▶ _To do_: Would you copy the records exactly, leaving the pictures out?

▶ _Extracted entries_:
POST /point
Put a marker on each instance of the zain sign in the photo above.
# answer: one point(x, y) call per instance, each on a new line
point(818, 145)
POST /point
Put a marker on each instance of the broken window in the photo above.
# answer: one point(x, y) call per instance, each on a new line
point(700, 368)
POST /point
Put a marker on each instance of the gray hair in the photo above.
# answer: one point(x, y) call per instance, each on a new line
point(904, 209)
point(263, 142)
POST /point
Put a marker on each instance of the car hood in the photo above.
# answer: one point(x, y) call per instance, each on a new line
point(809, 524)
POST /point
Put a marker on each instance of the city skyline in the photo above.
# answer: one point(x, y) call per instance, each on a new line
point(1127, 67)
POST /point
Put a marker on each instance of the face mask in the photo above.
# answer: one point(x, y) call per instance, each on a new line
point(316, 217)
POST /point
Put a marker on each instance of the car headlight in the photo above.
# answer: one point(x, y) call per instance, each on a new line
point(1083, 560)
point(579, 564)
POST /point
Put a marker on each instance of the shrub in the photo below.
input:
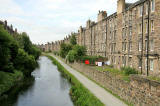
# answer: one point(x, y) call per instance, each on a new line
point(91, 59)
point(80, 51)
point(129, 70)
point(65, 48)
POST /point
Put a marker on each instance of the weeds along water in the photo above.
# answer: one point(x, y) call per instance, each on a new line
point(80, 95)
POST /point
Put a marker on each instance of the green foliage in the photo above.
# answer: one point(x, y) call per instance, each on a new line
point(73, 39)
point(76, 53)
point(80, 95)
point(129, 70)
point(92, 59)
point(80, 51)
point(71, 56)
point(6, 42)
point(36, 52)
point(65, 48)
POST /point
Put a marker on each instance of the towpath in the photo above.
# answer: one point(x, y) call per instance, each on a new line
point(104, 96)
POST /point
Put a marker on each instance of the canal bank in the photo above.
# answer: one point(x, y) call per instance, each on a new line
point(81, 96)
point(107, 98)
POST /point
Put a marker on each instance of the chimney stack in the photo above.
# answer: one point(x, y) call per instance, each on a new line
point(120, 6)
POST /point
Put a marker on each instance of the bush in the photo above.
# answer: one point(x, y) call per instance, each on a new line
point(80, 51)
point(129, 70)
point(65, 48)
point(92, 59)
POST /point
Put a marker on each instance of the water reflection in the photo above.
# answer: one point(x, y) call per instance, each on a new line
point(49, 88)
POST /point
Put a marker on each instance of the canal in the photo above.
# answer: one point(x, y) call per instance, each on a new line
point(50, 88)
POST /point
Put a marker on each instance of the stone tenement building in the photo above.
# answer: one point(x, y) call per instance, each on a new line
point(128, 37)
point(8, 28)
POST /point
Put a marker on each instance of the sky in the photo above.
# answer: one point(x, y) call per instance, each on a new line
point(52, 20)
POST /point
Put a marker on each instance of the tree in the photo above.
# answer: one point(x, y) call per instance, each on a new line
point(71, 56)
point(5, 43)
point(73, 39)
point(65, 48)
point(80, 50)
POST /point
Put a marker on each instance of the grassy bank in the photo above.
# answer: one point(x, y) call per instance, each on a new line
point(79, 94)
point(8, 80)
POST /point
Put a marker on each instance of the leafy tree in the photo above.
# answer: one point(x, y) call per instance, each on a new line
point(80, 51)
point(65, 48)
point(73, 39)
point(5, 56)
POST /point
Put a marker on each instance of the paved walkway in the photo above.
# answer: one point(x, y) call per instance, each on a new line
point(105, 97)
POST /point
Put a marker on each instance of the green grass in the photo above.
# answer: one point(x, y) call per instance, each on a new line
point(8, 80)
point(154, 78)
point(79, 94)
point(126, 102)
point(116, 72)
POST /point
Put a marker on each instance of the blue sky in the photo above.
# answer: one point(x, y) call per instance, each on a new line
point(51, 20)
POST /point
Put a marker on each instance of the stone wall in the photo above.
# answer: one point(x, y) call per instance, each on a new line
point(139, 91)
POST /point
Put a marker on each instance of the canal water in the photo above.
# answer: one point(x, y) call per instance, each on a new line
point(50, 88)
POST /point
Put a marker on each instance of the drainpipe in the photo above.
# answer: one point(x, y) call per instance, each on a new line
point(142, 41)
point(148, 38)
point(91, 41)
point(106, 38)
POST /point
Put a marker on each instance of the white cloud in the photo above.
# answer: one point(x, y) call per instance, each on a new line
point(50, 20)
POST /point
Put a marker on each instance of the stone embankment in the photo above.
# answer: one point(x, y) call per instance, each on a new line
point(139, 91)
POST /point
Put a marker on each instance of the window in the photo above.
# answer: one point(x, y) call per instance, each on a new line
point(146, 64)
point(152, 26)
point(146, 27)
point(130, 46)
point(124, 44)
point(146, 45)
point(114, 60)
point(140, 10)
point(130, 61)
point(140, 46)
point(152, 5)
point(151, 64)
point(114, 47)
point(124, 60)
point(140, 63)
point(146, 8)
point(123, 33)
point(140, 28)
point(151, 45)
point(130, 32)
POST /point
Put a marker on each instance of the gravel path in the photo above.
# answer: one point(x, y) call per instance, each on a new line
point(104, 96)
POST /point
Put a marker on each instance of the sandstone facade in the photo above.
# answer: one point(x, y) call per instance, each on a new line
point(128, 37)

▶ _Result for this task_:
POST /point
Put a marker on each instance of the zain sign in the photo above.
# answer: one point(x, y) call per instance, each on a new line
point(818, 145)
POST /point
Put a marker on each instance of the broken window in the photo above.
# answer: one point(x, y) call per instance, each on a new line
point(700, 368)
POST /point
Put a marker on each instance of the gray hair in the photo above.
# answer: one point(x, y) call per instance, each on a new line
point(904, 209)
point(263, 142)
POST /point
Put a marker on each instance of the car hood in the photo above.
# answer: one point(x, y) call per instance, each on a new line
point(809, 524)
POST /point
Put a marker on each instance of the city skyline in the photo above.
# answer: one point(x, y) call per instance, each on a new line
point(1127, 67)
POST /point
Put a marker on each instance of the face mask in the photo above.
# answer: one point(x, y) call per instance, each on a new line
point(316, 217)
POST /point
Put a marker on each instance of the car headlight in the photo above.
# answer: one point(x, y) call per instance, each on a new line
point(1083, 560)
point(579, 564)
POST /point
Put a marker on each instance of the shrub in the photo below.
input:
# answer: one point(x, y) call per instance, each on a new line
point(91, 59)
point(80, 51)
point(129, 70)
point(65, 48)
POST /point
Put a marker on each instance of the weeds along water in the photo above.
# answer: one point(x, y) call per instance, each on a new line
point(80, 95)
POST /point
Put a marker on each instance of the green foliage in the photo above.
# answer: one point(x, y) call per instance, each on a new line
point(73, 39)
point(76, 53)
point(80, 95)
point(129, 70)
point(92, 59)
point(80, 51)
point(71, 56)
point(6, 42)
point(36, 52)
point(65, 48)
POST /point
Put a marker on each instance of the towpath in the photo above.
# answer: one point(x, y) call per instance, each on a new line
point(104, 96)
POST /point
Put a marker on each instance of the canal bank in the photo above.
# answer: one point(x, y) call per instance, each on a new line
point(81, 96)
point(107, 98)
POST /point
Put a marker on each instance of the chimney stack in the photo above.
# answer: one point(x, y) call per instance, each on a new line
point(120, 6)
POST /point
Put a marker on each instance of the bush in the photo above.
# answer: one point(x, y) call per instance, each on a new line
point(80, 51)
point(129, 70)
point(65, 48)
point(92, 59)
POST /point
Put a marker on each instance of the water reflection in the photo above.
# answer: one point(x, y) call per instance, each on a new line
point(49, 88)
POST /point
Put a marker on each instance of the canal in the photo above.
# answer: one point(x, y) call per instance, each on a new line
point(50, 88)
POST /point
Put a marker on each instance of the stone tenement building in the photo above.
# answer: one point(x, y) call per instance, each on a new line
point(128, 37)
point(8, 28)
POST /point
Put a marker on each instance of the sky in the photo above.
# answer: one point(x, y) call per instance, each on a new line
point(52, 20)
POST /point
Put a marker on each instance of the tree in the photo above.
# answer: one point(x, y) call per instance, each on a new line
point(71, 56)
point(5, 43)
point(73, 39)
point(65, 48)
point(80, 50)
POST /point
Put a marker on each instance of the grassy bank in the photo above.
# answer: one point(x, y) call per instance, each on a new line
point(79, 94)
point(8, 80)
POST /point
Put a marker on each instance of the leafy tree in the photo above.
# answer: one point(x, y) call per instance, each on a new line
point(80, 51)
point(65, 48)
point(73, 39)
point(5, 56)
POST /point
Put a marker on each instance of the paved walkway in the photo above.
# answer: one point(x, y) call per instance, each on a new line
point(105, 97)
POST /point
Put a marker on each instance of the green grass in the photo above.
# answer: one point(x, y) call per instance, each on a new line
point(8, 80)
point(154, 78)
point(79, 94)
point(126, 102)
point(116, 72)
POST /point
Put a marker on each instance of the blue sky in the photo above.
# answer: one point(x, y) call per instance, each on a new line
point(51, 20)
POST /point
Put a marker on each instance of the stone wall in the photo above.
# answer: one point(x, y) call per instance, each on a new line
point(139, 91)
POST /point
Put a marker on each instance of the canal water in the photo above.
# answer: one point(x, y) call per instance, each on a new line
point(50, 88)
POST /point
Put a marker on each instance of the drainpipe in the photo above.
# answer: one point(x, y) call per instance, each on a new line
point(142, 41)
point(148, 38)
point(91, 41)
point(106, 38)
POST /point
Put a marker on each instance of the white cloud in the photo above.
# answer: one point(x, y) call per instance, each on a new line
point(50, 20)
POST /point
Put a marker on each instance of the stone embankment in the photo above.
# answer: one point(x, y) call per instance, each on a new line
point(139, 91)
POST /point
Put a marker on each instance of the window in the photo above.
# answer: one point(x, y) call per instance, each on a new line
point(146, 64)
point(152, 26)
point(146, 27)
point(130, 46)
point(124, 44)
point(146, 45)
point(114, 60)
point(140, 10)
point(130, 61)
point(140, 46)
point(152, 5)
point(151, 64)
point(114, 47)
point(124, 60)
point(140, 63)
point(146, 8)
point(123, 33)
point(140, 28)
point(151, 45)
point(130, 32)
POST /point
Put a marker on each instance of the gravel path in the photo above.
# answer: one point(x, y) call per instance, each on a new line
point(104, 96)
POST /point
Put a marker on each instance of the sandstone facade in the photo above.
# answer: one point(x, y) call per instance, each on a new line
point(128, 37)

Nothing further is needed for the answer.